• Instructions to follow: Please transcribe exactly, and only, the lines of the data below between the line holding "Target: cannonball fruit" and the line holding "Tag every instance of the palmate", inclusive.

━━━━━━━━━━━━━━━━━━━━

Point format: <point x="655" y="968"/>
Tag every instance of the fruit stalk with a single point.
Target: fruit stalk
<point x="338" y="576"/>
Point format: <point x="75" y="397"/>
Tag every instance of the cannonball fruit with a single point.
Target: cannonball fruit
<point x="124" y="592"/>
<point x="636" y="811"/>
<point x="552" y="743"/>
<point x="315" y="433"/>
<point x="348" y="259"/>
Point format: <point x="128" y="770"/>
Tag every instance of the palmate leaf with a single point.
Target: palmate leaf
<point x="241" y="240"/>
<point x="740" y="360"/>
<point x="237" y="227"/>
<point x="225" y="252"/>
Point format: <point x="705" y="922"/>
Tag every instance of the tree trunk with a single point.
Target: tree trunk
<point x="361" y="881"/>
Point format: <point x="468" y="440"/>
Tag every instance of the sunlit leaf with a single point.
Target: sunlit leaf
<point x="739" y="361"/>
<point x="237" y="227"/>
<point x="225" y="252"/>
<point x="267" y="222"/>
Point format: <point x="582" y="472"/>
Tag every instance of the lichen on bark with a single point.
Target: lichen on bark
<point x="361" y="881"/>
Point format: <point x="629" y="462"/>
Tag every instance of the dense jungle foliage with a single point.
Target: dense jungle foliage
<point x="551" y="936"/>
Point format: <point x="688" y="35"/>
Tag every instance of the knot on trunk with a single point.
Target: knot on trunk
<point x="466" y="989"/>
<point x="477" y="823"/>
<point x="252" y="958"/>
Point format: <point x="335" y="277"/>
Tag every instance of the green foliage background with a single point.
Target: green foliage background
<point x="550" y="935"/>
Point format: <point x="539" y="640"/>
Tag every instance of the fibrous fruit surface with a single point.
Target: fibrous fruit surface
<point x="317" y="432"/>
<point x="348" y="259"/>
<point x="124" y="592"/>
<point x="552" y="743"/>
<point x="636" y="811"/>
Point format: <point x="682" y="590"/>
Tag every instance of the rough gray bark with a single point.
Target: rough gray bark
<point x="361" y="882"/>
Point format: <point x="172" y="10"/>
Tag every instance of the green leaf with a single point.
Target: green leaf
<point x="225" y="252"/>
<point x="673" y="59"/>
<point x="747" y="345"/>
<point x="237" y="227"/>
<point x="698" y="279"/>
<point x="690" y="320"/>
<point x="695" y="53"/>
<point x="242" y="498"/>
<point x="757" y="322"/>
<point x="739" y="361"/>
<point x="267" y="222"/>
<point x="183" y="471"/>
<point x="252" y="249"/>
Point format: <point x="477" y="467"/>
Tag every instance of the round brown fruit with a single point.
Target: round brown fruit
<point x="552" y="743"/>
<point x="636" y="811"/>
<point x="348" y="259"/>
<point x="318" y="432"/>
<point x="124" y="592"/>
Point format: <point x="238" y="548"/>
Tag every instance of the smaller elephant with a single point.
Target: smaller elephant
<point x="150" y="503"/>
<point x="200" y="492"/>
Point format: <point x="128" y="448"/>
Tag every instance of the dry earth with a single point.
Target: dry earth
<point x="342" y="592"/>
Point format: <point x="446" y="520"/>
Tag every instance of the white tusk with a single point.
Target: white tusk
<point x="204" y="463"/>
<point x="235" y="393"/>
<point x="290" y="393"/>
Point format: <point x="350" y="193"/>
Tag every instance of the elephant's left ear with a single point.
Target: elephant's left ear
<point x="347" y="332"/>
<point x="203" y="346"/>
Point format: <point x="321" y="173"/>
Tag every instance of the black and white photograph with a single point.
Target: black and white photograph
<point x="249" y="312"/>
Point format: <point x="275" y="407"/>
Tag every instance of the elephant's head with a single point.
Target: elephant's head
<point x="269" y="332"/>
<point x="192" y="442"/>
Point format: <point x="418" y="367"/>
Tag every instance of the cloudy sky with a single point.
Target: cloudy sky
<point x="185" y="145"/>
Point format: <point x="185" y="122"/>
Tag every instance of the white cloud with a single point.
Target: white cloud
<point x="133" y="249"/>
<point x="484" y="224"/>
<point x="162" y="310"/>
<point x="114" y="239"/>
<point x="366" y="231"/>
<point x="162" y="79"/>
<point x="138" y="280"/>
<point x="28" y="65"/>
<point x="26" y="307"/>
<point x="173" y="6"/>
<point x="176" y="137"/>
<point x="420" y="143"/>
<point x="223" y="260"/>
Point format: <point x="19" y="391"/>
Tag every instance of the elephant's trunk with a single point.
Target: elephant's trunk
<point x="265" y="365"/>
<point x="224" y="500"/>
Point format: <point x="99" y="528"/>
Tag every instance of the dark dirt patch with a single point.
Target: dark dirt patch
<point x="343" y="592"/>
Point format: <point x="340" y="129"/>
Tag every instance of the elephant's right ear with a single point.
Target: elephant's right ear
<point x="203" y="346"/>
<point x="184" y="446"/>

━━━━━━━━━━━━━━━━━━━━

• Output of the task:
Target: cannonball fruit
<point x="124" y="592"/>
<point x="636" y="811"/>
<point x="552" y="743"/>
<point x="315" y="433"/>
<point x="348" y="259"/>
Point format: <point x="128" y="770"/>
Tag every instance of the palmate leaf with a single point.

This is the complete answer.